REQUIRED WORK =>
Wherever "flower" turns up in the entries, copy out the line that holds it.

SOURCE MATERIAL =>

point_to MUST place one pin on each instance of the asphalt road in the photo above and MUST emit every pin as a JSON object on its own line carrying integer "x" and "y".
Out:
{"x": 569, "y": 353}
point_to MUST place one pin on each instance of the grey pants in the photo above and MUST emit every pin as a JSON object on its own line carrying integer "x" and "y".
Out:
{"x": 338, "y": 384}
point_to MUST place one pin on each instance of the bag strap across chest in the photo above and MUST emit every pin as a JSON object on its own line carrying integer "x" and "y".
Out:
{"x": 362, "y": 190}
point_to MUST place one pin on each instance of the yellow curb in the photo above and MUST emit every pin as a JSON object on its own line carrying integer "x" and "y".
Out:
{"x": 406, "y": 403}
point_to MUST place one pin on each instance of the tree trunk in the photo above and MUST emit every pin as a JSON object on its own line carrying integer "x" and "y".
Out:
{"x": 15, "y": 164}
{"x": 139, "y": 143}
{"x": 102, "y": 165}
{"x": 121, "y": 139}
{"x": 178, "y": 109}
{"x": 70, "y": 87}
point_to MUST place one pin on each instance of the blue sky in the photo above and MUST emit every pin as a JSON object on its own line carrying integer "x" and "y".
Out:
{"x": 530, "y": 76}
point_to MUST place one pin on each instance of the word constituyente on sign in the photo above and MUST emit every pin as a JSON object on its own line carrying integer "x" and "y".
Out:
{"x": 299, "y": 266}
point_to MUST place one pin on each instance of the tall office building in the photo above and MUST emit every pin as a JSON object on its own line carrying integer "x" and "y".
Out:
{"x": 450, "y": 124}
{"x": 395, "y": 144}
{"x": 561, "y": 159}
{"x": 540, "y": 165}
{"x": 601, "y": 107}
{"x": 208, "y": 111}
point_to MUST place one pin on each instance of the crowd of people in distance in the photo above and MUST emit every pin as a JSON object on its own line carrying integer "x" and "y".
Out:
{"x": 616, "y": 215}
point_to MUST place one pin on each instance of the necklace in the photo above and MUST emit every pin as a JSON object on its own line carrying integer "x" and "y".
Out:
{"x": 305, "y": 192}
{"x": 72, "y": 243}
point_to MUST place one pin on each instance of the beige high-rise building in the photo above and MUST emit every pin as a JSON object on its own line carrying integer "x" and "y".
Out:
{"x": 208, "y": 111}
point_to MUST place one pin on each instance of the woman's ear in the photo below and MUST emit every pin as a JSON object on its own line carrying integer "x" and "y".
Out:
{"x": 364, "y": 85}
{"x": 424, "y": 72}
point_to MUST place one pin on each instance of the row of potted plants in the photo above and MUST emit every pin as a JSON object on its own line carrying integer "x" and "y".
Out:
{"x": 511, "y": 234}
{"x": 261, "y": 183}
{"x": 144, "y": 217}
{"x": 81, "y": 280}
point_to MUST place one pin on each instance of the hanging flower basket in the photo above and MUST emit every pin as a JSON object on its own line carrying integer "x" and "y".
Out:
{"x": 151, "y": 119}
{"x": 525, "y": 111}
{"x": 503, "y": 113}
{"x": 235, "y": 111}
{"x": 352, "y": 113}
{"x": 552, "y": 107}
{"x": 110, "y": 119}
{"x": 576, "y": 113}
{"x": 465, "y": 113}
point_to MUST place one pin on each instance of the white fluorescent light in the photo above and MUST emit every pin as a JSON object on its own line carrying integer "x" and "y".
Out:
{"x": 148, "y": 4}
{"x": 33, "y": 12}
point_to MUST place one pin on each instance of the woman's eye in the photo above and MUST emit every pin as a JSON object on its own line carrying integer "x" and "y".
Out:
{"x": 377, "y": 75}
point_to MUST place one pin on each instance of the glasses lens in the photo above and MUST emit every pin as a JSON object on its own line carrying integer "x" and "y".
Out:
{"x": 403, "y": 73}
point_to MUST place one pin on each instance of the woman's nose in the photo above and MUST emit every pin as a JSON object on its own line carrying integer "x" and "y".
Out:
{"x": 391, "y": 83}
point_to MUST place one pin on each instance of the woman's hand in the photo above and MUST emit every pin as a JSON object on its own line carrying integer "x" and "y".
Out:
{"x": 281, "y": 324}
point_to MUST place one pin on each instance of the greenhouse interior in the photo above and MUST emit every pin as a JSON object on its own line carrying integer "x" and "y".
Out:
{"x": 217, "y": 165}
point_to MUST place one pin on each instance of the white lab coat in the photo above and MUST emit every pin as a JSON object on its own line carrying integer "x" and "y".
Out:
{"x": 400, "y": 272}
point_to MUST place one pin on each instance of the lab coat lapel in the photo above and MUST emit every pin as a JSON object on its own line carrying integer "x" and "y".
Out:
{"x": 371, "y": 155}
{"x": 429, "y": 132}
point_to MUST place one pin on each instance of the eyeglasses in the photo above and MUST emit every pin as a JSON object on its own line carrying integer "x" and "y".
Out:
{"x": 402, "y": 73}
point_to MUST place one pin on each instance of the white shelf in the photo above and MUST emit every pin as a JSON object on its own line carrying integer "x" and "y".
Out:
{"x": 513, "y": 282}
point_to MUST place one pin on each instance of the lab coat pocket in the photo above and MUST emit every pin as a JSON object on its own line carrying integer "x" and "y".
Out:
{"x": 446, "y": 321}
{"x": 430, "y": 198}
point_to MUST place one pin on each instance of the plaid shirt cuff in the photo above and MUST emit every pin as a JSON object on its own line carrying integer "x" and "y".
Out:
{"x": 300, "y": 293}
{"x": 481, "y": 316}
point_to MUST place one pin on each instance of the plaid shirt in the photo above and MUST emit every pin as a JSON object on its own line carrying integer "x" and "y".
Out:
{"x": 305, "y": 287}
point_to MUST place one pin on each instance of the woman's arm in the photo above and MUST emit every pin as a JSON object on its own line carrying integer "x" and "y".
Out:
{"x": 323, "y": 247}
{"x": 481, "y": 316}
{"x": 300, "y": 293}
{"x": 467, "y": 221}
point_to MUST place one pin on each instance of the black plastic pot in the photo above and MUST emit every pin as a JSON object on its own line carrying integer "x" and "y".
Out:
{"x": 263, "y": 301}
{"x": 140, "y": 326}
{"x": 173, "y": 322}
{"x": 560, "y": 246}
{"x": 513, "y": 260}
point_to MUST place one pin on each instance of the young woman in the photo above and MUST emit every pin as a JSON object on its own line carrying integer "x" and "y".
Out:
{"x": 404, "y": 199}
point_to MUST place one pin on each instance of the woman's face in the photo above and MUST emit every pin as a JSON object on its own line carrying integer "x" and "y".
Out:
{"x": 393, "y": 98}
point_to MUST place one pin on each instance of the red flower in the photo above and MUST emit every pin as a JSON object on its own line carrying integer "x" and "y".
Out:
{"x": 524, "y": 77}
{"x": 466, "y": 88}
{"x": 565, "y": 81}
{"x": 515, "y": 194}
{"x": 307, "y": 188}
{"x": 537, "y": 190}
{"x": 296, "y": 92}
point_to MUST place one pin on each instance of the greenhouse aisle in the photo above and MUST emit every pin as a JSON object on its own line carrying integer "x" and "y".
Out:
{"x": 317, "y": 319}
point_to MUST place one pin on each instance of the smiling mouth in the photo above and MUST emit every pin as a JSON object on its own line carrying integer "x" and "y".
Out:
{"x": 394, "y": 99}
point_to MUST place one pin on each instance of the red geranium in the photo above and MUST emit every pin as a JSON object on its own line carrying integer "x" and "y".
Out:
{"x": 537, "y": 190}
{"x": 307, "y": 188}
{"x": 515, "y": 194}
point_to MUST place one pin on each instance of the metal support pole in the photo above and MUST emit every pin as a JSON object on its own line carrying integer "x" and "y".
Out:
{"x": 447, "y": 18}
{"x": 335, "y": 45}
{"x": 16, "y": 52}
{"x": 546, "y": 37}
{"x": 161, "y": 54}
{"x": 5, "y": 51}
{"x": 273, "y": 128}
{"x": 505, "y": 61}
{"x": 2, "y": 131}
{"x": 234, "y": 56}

ANSWER SECTION =>
point_to MUST place one pin on each instance of the hanging flower basket in the photo above and MUST emit every pin as a JSON object on its own line carrying integer "x" and "y".
point_to MUST place one pin on each instance of the red flower in the photo above and MUST emit every pin as a JSON object on its own line carrying integer "x" and "y".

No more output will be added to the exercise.